Data listing:
▼▼▼

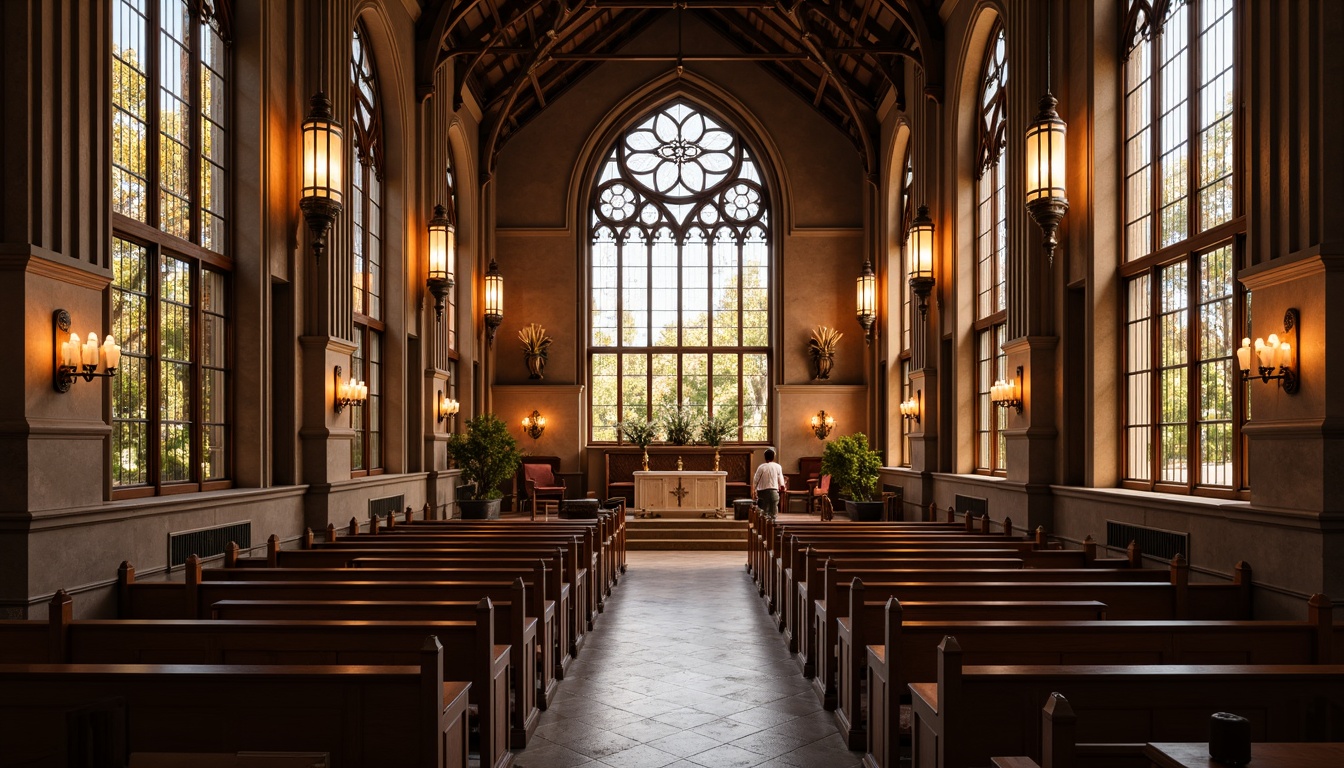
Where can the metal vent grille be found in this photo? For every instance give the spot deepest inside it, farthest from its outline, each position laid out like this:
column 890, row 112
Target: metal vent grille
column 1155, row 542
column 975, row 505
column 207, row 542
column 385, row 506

▲▲▲
▼▼▼

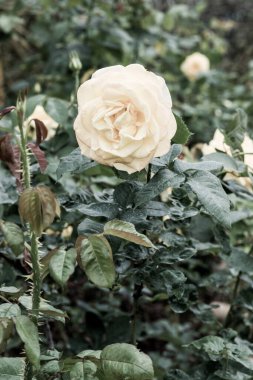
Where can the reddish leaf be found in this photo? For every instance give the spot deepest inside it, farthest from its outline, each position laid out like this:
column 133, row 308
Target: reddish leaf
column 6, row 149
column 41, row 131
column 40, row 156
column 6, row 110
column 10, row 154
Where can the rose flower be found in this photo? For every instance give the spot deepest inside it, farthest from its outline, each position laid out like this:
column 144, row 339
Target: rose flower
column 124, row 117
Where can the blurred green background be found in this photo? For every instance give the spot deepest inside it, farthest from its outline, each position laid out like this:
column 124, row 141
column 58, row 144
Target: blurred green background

▲▲▲

• _Short task_
Copy out again, line for line, the stretch of the material from the line containing "Where can the metal" through the line containing "column 975, row 505", both included.

• _Exercise result_
Where can the metal vent grille be found in this photo? For every instance give the spot deepest inside it, farthest from its outline, each position laid out like this:
column 890, row 112
Target: metal vent grille
column 1155, row 542
column 975, row 505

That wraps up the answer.